Reproduce the passage of the text on liquid crystal reorientation that starts at the words "Fig. 4. The" and ends after "has been completed.", substituting "diagram" for "map".

*** TEXT PROVIDED

Fig. 2. Simulation carried out for an angle of incidence α=1 rad and a normalized field amplitude e ₀=3. The first and second frames show the orientation of the molecular director in the sample at τ=0.25, and τ=0.56; the third is the temporal behavior of the reorientation angle θ_c in the center of the sample. This case represents a complete cancel-lation effect induced by the competition of the two beams.

Fig. 3. Simulation carried out for α=0.2 rad, e ₀=3. The first and second frames show the orientation of the molecular director in the sample at τ=0.34, and τ=0.76; the third is the temporal behavior of the reorientation angle θ_c in the center of the sample. This case represents a critical reorientation effect due to the second light-induced Fréedericksz transition (LIFT II)

1. CAW (Competingly Acting Waves): The second beam competes with the first one and the final effect is a reorganization of the NLC director in such a way that the reorientation effect produced by the first beam is almost completely cancelled by the second one, as presented in Fig. 2;
2. LIFT II (Second Light Induced Fréedericksz Transition): above a given intensity threshold, the second beam adds its reorientational effect to the first one, thus causing a critical director reorientation (Fig. 3).

Fig. 4. The L ²-Norm of a cut in ξ of θ(ξ,ζ) at the center of the sample (ζ=1/2), as a function of the control parameters e ₀ and α, is presented as a measure of the director reorientation. The dark zone corresponds to a critical reorientation, the white one to a cancellation effect. The map refers to the case in which the second beam is switched on the sample well after the reorientation process induced by the first one has been completed.

******
*** DATA SUPPLIED

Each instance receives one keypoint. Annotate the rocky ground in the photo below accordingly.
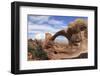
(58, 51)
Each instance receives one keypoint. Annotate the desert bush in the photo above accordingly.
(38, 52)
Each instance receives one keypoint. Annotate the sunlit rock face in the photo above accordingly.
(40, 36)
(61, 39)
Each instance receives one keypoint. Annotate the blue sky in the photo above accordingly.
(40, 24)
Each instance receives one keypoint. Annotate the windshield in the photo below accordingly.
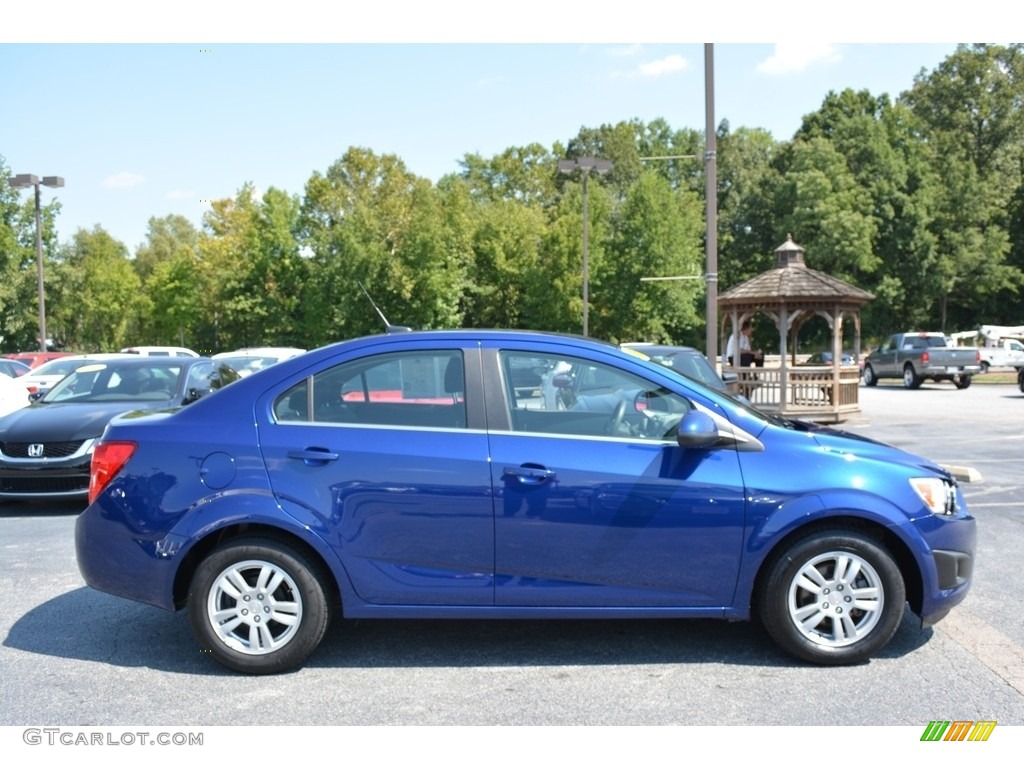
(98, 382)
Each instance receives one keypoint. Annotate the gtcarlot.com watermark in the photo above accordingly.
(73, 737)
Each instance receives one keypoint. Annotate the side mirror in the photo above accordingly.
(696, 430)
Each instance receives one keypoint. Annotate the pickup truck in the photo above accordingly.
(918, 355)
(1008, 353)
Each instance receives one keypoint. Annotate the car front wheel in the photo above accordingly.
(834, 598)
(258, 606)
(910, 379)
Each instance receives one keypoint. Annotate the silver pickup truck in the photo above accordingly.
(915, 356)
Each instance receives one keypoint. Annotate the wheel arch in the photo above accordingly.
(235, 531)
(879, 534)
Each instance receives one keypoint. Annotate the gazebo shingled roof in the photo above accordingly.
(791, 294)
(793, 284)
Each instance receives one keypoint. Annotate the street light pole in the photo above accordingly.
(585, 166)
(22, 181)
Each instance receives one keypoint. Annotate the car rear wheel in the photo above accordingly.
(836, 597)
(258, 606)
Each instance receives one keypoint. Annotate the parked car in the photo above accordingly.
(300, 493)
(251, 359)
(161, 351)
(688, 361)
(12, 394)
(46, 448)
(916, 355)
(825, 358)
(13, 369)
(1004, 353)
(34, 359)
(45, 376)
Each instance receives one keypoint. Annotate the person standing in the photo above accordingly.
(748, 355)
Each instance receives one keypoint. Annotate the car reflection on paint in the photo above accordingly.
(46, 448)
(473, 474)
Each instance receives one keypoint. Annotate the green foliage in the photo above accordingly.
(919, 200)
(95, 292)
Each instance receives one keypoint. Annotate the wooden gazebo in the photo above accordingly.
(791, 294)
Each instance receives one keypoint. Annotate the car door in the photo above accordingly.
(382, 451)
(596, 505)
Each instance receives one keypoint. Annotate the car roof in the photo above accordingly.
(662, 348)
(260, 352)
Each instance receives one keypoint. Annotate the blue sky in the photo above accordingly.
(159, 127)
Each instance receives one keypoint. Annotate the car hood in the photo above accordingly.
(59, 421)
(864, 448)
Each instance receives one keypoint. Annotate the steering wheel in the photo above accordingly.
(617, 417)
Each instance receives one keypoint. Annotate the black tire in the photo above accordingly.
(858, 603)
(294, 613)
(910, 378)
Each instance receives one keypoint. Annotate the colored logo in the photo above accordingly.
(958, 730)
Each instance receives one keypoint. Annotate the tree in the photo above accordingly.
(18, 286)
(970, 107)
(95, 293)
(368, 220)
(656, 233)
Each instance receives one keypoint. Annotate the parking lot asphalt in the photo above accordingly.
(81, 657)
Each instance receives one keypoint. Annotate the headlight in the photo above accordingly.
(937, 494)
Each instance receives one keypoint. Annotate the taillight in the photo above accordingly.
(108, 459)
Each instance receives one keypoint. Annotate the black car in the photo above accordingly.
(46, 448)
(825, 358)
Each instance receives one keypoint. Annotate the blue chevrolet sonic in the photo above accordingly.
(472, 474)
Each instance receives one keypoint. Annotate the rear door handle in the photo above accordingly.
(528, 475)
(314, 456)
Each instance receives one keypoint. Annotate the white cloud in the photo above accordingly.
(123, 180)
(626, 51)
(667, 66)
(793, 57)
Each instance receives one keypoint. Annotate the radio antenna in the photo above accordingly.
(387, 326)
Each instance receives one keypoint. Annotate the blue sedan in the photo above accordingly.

******

• [RESPONSE TO THE EXERCISE]
Fig. 4. The L ²-Norm of a cut in ξ of θ(ξ,ζ) at the center of the sample (ζ=1/2), as a function of the control parameters e ₀ and α, is presented as a measure of the director reorientation. The dark zone corresponds to a critical reorientation, the white one to a cancellation effect. The diagram refers to the case in which the second beam is switched on the sample well after the reorientation process induced by the first one has been completed.